## Aufgabe A
Beantworte anhand des Textes über Individualität und Trends die folgenden Fragen:
(i) Welche Studierenden in London werden in der ersten Frage genannt?
(ii) In welcher Gegend besuchen die Leute laut Text Konzerte?
(iii) Was bedeutet es laut Text heute oft, ein Individuum zu sein?
## Aufgabe B
Führe den Text über Individualität und Trends im Anschluss an seine letzte Frage fort.

## Ausgangstext
Sind all die hippen Kunststudenten in London Zeichen einer Gesellschaft, in der jeder macht, was er will?

Nein, das ist nur ein weiterer Hype. Die Leute lassen sich heute zu stark von Trends leiten. Sie entscheiden nicht selbst, was sie gut finden und was nicht und besuchen Konzerte in Shoreditch nur, weil es cool ist, an einer Veranstaltung in einer rauen Gegend teilzunehmen. Sie verstehen nicht, dass das nicht Disneyland ist – mit dem Ergebnis, dass sie überfallen und verprügelt werden. Es ist verrückt, wie junge Leute aus der Individualität ein Genre machen. Ein Individuum zu sein bedeutet heute oft die Zugehörigkeit zur Bewegung der Individuen, so wie es bei Gothoder Emo-Kids der Fall ist.

 

Macht uns der Versuch, möglichst individuell zu sein, unfrei?

## Extrahierte Angaben
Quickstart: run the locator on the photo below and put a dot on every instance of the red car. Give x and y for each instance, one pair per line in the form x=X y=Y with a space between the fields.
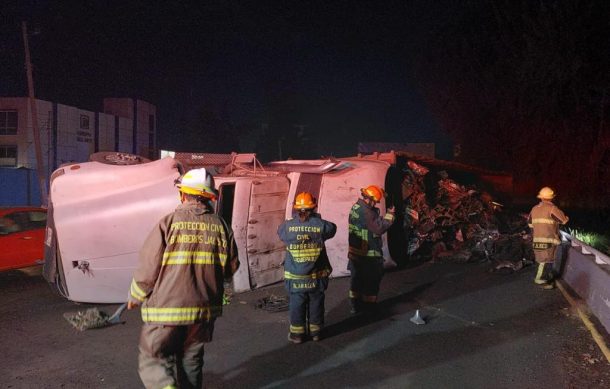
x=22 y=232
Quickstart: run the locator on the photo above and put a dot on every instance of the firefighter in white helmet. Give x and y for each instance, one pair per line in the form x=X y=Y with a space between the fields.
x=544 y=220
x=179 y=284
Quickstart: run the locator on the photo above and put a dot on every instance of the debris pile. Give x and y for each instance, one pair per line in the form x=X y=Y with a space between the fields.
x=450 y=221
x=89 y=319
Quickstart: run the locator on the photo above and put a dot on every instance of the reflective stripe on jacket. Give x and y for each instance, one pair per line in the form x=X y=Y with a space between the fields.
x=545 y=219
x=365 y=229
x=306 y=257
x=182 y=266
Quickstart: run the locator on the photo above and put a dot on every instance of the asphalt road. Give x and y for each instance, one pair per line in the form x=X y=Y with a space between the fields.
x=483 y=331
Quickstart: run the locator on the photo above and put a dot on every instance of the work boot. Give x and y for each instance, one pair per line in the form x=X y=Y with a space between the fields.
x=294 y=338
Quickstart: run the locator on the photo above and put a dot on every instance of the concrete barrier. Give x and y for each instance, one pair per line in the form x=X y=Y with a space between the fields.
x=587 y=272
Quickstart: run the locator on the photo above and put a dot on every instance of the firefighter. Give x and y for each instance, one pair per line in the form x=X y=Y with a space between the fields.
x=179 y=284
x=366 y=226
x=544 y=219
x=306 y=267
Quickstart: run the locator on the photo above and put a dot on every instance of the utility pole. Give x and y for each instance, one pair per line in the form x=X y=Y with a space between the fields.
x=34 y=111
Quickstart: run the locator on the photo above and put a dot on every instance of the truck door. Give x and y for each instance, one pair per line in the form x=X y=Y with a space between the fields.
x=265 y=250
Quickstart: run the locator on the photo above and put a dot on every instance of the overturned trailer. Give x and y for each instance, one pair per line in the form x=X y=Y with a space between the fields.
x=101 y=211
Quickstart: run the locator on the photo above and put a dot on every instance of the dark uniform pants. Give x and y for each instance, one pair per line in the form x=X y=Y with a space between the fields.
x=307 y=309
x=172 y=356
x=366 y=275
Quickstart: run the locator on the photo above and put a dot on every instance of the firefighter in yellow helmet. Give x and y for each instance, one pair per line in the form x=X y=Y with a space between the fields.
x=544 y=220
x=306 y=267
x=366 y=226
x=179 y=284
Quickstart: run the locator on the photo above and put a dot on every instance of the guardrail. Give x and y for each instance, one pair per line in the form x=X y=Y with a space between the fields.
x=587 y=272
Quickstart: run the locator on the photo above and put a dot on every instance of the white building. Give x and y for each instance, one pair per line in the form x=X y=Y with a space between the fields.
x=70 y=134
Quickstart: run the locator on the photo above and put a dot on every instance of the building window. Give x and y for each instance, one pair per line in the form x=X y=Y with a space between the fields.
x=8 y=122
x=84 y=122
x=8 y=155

---

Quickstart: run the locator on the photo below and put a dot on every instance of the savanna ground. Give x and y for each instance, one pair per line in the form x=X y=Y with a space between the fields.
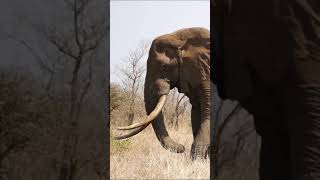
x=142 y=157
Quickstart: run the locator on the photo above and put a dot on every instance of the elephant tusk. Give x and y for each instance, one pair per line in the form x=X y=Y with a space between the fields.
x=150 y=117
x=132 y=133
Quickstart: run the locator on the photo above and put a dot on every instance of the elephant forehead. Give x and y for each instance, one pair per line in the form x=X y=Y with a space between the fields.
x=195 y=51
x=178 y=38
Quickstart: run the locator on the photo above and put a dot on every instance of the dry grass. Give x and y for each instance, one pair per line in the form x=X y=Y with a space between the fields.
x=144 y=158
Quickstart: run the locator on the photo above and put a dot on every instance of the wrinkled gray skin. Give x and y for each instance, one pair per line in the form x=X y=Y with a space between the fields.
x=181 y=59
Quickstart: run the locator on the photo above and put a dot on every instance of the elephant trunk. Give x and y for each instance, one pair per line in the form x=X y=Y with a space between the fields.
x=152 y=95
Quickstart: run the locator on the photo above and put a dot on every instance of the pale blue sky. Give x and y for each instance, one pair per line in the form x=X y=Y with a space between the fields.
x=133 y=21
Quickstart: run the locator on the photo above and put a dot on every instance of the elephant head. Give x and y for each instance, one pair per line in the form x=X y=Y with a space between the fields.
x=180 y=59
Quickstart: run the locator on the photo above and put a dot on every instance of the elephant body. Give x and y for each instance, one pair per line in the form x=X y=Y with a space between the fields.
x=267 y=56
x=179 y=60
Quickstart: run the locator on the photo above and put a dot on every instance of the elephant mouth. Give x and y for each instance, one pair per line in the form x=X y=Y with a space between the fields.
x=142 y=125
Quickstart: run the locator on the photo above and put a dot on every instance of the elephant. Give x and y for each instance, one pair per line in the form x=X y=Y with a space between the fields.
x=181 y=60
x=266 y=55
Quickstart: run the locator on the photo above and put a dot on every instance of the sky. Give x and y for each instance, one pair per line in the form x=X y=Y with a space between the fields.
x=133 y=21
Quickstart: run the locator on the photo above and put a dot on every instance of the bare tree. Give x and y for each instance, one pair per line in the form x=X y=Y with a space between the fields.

---

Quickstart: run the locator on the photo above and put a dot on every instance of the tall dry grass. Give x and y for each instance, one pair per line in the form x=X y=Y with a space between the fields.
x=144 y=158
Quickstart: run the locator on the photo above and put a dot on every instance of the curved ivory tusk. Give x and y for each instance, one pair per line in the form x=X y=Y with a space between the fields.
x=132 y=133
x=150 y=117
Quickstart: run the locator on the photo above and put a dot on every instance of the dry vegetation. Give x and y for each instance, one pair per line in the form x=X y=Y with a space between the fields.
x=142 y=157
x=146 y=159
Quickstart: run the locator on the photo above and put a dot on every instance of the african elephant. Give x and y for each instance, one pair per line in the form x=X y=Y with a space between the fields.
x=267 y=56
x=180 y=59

## Antwort A
(i) Die hippen Kunststudenten.
(ii) In Shoreditch.
(iii) Die Zugehörigkeit zur Bewegung der Individuen.

## Antwort B
Ja, wenn Individualität zum Zwang wird. Wir haben heute mehr Optionen, um unser Leben zu gestalten, aber wir sind doch immer notwendigerweise ein Teil unseres Umfelds und unserer täglichen Erfahrungen. Wir können also nicht wirklich etwas ganz Individuelles oder vollkommen Neues machen. Dies gilt auch für die Musik. Ich mische viele Musikstile und hatte nie das Ziel, ein neues Genre zu definieren. Denn auch diese sind immer voneinander beeinflusst und Kritiker liegen falsch in ihrem Versuch, Musik zu kategorisieren. Jede Musik soll für sich selbst beurteilt werden.

 

Ist die Vermeidung von Kategorisierungen das Rezept zur Freiheit der Kunst?

Ich bin nicht sicher, ob die Freiheit der Kunst möglich ist. Mir gefällt die Vorstellung, dass Kunst einfach vorhanden und frei ist in dem Sinn, dass sie jeder sehen oder hören kann und dass sie nicht in eine Galerie oder ein Museum passen muss. Andererseits müssen Künstler mit dem, was sie tun, Geld verdienen. Also kann die Kunst selbst nicht vollkommen frei von Beschränkungen sein – auch wenn wir sie nicht kategorisieren. Die Freiheit entsteht vielleicht aus der Einstellung des Künstlers: die Leidenschaft für die Musik oder für das, was man schafft. Die Tatsache, dass ich von dem, was mir gefällt, leben kann, gibt mir Freiheit – zumindest im Vergleich zu einem Schreibtischjob von 9 bis 17 Uhr.

 

Sind Sie deswegen Musiker geworden?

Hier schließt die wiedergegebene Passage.